● Source passage:

(begin)

Re: [RFC PATCH V2 2/9] perf: Extend ABI to support post-processing monotonic raw conversion

From: Liang, Kan
Date: Tue Feb 14 2023 - 12:01:48 EST




On 2023-02-14 9:51 a.m., Liang, Kan wrote:
>
>
> On 2023-02-13 5:22 p.m., John Stultz wrote:
>> On Mon, Feb 13, 2023 at 1:40 PM Liang, Kan <kan.liang@xxxxxxxxxxxxxxx> wrote:
>>> On 2023-02-13 2:37 p.m., John Stultz wrote:
>>>> On Mon, Feb 13, 2023 at 11:08 AM <kan.liang@xxxxxxxxxxxxxxx> wrote:
>>>>>
>>>>> From: Kan Liang <kan.liang@xxxxxxxxxxxxxxx>
>>>>>
>>>>> The monotonic raw clock is not affected by NTP/PTP correction. The
>>>>> calculation of the monotonic raw clock can be done in the
>>>>> post-processing, which can reduce the kernel overhead.
>>>>>
>>>>> Add hw_time in the struct perf_event_attr to tell the kernel dump the
>>>>> raw HW time to user space. The perf tool will calculate the HW time
>>>>> in post-processing.
>>>>> Currently, only supports the monotonic raw conversion.
>>>>> Only dump the raw HW time with PERF_RECORD_SAMPLE, because the accurate
>>>>> HW time can only be provided in a sample by HW. For other type of
>>>>> records, the user requested clock should be returned as usual. Nothing
>>>>> is changed.
>>>>>
>>>>> Add perf_event_mmap_page::cap_user_time_mono_raw ABI to dump the
>>>>> conversion information. The cap_user_time_mono_raw also indicates
>>>>> whether the monotonic raw conversion information is available.
>>>>> If yes, the clock monotonic raw can be calculated as
>>>>> mono_raw = base + ((cyc - last) * mult + nsec) >> shift
>>>>
>>>> Again, I appreciate you reworking and resending this series out, I
>>>> know it took some effort.
>>>>
>>>> But oof, I'd really like to make sure we're not exporting timekeeping
>>>> internals to userland.
>>>>
>>>> I think Thomas' suggestion of doing the timestamp conversion in
>>>> post-processing was more about interpolating collected system times
>>>> with the counter (tsc) values captured.
>>>>
>>>
>>> Thomas, could you please clarify your suggestion regarding "the relevant
>>> conversion information" provided by the kernel?
>>> https://lore.kernel.org/lkml/87ilgsgl5f.ffs@tglx/
>>>
>>> Is it only the interpolation information or the entire conversion
>>> information (Mult, shift etc.)?
>>>
>>> If it's only the interpolation information, the user space will be lack
>>> of information to handle all the cases. If I understand John's comments
>>> correctly, it could also bring some interpolation error which can only
>>> be addressed by the mult/shift conversion.

(end)

● Information provided:
(begin)

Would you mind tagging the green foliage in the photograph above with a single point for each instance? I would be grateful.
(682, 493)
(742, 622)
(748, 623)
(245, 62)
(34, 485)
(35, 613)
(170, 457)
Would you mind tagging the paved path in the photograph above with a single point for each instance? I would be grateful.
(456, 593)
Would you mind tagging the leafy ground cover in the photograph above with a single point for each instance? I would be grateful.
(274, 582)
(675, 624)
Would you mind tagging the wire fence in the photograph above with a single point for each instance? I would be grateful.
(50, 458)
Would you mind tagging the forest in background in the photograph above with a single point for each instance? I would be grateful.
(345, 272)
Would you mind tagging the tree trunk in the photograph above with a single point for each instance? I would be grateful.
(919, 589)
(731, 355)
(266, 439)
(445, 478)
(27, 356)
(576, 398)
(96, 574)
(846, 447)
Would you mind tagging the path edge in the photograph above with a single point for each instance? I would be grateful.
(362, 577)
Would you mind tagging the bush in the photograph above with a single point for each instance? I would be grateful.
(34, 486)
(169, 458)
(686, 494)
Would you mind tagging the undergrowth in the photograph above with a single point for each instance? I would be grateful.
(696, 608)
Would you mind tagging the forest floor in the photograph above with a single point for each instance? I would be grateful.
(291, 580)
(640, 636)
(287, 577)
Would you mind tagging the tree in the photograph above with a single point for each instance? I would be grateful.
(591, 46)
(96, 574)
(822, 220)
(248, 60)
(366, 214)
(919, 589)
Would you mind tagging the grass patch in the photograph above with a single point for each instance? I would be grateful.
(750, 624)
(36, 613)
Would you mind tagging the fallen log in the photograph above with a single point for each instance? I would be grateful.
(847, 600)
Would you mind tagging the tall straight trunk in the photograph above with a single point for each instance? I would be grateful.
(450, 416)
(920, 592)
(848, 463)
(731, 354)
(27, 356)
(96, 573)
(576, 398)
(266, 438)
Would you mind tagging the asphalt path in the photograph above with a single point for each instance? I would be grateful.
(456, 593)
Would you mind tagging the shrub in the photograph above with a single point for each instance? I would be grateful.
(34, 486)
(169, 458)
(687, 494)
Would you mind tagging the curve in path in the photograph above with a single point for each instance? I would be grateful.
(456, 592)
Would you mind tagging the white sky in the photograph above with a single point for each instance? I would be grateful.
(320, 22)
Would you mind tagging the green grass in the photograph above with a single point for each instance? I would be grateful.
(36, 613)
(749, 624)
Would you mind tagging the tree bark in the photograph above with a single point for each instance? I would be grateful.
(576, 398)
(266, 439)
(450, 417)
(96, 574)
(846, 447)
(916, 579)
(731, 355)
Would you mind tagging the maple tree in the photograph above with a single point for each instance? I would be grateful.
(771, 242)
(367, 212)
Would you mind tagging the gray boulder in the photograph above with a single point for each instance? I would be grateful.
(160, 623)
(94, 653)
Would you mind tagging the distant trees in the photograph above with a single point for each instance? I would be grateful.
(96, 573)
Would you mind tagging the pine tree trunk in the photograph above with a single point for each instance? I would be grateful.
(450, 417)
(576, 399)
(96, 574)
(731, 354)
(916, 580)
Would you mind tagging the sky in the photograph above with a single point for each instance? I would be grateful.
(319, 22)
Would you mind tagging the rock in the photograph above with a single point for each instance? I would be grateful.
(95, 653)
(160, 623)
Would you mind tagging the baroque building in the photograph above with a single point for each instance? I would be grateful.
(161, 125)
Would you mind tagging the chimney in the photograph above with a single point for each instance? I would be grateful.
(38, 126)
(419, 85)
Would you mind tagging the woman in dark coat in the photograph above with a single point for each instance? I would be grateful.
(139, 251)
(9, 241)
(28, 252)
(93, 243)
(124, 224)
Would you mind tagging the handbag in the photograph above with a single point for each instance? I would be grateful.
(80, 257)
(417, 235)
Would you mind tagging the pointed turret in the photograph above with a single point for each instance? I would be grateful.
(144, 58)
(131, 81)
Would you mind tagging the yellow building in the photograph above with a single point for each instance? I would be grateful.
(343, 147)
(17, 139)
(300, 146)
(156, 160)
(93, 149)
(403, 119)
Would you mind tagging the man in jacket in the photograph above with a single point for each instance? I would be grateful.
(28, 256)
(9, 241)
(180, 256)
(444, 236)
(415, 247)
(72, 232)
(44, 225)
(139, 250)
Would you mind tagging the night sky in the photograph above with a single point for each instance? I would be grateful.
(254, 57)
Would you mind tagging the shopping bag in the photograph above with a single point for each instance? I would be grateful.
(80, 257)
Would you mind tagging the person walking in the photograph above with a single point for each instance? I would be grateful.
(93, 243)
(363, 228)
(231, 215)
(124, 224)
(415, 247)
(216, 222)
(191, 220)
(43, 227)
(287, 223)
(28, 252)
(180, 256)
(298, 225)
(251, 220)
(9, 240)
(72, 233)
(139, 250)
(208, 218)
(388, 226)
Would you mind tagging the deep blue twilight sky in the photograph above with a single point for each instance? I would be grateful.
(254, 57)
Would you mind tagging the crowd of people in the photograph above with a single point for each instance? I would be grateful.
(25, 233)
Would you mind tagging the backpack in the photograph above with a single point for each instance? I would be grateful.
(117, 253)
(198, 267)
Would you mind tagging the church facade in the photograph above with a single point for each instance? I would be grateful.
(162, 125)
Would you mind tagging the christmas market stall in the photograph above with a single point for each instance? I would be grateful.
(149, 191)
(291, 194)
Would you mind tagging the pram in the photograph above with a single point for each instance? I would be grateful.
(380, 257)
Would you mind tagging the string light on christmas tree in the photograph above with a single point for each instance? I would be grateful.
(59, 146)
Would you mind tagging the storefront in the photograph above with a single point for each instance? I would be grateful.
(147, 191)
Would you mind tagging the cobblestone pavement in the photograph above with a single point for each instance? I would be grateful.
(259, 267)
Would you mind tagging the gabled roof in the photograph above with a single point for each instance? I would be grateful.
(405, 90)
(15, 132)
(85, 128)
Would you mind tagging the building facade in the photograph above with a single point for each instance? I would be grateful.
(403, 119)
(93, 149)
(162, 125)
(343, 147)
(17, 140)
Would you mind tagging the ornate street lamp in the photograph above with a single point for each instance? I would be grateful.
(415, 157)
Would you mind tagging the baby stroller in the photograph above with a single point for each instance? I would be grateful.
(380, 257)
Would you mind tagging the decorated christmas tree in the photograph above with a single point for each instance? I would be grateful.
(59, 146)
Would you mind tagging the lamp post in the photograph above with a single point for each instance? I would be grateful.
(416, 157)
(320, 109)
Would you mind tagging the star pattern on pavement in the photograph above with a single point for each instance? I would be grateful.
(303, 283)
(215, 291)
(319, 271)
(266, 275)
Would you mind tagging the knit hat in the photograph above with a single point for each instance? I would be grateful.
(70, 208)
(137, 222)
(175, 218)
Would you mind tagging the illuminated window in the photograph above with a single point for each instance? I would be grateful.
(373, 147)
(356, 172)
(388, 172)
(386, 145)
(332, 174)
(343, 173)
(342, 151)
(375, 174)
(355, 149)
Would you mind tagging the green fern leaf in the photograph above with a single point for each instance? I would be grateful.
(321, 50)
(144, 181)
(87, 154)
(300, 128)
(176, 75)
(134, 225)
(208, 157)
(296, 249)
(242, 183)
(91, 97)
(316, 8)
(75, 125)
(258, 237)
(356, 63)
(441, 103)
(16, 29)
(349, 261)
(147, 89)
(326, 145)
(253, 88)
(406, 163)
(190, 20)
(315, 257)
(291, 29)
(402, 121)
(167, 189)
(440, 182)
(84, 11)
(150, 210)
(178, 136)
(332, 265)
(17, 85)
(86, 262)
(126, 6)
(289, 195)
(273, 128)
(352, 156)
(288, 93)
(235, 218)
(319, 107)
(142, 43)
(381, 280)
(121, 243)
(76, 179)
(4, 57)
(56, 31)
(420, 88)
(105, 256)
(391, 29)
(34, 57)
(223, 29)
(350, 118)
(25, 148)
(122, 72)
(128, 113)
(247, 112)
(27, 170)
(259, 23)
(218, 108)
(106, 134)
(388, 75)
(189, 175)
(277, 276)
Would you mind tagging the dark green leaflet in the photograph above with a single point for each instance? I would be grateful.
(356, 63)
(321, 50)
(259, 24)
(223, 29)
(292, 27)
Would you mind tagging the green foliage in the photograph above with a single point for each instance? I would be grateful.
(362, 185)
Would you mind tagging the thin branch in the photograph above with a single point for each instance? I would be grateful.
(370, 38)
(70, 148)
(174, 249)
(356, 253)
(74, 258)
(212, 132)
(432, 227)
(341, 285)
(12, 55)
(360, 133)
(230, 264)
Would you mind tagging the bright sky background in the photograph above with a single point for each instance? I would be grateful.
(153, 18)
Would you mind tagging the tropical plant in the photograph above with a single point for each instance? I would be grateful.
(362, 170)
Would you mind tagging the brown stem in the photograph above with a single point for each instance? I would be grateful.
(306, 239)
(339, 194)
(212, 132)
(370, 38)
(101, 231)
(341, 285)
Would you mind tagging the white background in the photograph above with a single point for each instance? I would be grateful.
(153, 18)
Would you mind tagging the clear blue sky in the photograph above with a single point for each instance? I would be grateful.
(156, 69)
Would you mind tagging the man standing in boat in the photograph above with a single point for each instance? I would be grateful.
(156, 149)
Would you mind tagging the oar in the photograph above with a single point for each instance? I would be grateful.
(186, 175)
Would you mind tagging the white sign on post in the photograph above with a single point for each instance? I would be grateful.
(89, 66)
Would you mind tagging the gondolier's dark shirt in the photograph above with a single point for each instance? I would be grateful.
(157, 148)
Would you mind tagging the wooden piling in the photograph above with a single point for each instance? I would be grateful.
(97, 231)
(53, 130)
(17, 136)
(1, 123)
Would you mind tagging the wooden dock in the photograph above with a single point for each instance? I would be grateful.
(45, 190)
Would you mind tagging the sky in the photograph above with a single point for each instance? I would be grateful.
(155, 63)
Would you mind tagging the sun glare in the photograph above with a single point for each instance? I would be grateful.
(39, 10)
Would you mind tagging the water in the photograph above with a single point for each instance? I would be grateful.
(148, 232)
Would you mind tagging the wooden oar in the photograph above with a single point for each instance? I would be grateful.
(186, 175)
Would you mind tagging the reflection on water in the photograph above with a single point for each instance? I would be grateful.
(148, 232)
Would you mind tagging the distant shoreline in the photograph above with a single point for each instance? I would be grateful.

(end)

● Prompt A:
Answer these about the perf monotonic raw thread:
(i) Who sent the message dated Tue Feb 14 2023 - 12:01:48 EST?
(ii) What field does the patch add to struct perf_event_attr?
(iii) With which record type is the raw HW time dumped?
● Prompt B: In the perf monotonic raw thread, list every name that appears on the right side of the formula "mono_raw = base + ((cyc - last) * mult + nsec) >> shift".
● Prompt C: Write the next part of the perf monotonic raw thread, starting after its last sentence.

● Exercise output A:
(i) Liang, Kan
(ii) hw_time
(iii) PERF_RECORD_SAMPLE

● Exercise output B: base, cyc, last, mult, nsec, shift

● Exercise output C:
>>
>
>
> Thanks for the details John.
>
>> "Only" is maybe too strong a word. I think having the driver use
>> kernel timekeeping accessors to CLOCK_MONONOTONIC_RAW time with
>> counter values will minimize the error.
>>
>
> The key motivation of using the TSC in the PEBS record is to get an
> accurate timestamp of each record. We definitely want the conversion has
> minimized error.
>
>
>> But again, it's not yet established that any interpolation error using
>> existing interfaces is great enough to be problematic here.
>>
>> The interpoloation is pretty easy to do:
>>
>> do {
>> start= readtsc();
>> clock_gett(CLOCK_MONOTONIC_RAW, &ts);
>> end = readtsc();
>> delta = end-start;
>> } while (delta > THRESHOLD) // make sure the reads were not preempted
>> mid = start + (delta +(delta/2))/2; //round-closest
>>
>
> How to choose the THRESHOLD? It seems the THRESHOLD value also impacts
> the accuracy.
>
>
>> and be able to get you a fairly close matching of TSC to
>> CLOCK_MONOTONIC_RAW value.
>>
>> Once you have that mapping you can take a few samples and establish
>> the linear function.
>>
>> But that will have some error, so quantifying that error helps
>> establish why being able to get an atomic mapping of TSC ->
>> CLOCK_MONOTONIC_RAW would help.
>>
>> So I really don't think we need to expose the kernel internal values
>> to userland, but I'm willing to guess the atomic mapping (which the
>> driver will have access to, not userland) may be helpful for the fine
>> granularity you want in the trace.
>>
>
> If I understand correctly, the idea is to let the user space tool run
> the above interpoloation algorithm several times to 'guess' the atomic
> mapping. Using the mapping information to covert the TSC from the PEBS
> record. Is my understanding correct?
>
> If so, to be honest, I doubt we can get the accuracy we want.
>

I implemented a simple test to evaluate the error.

I collected TSC -> CLOCK_MONOTONIC_RAW mapping using the above algorithm
at the start and end of perf cmd.
MONO_RAW TSC
start 89553516545645 223619715214239
end 89562251233830 223641517000376

Here is what I get via mult/shift conversion from this patch.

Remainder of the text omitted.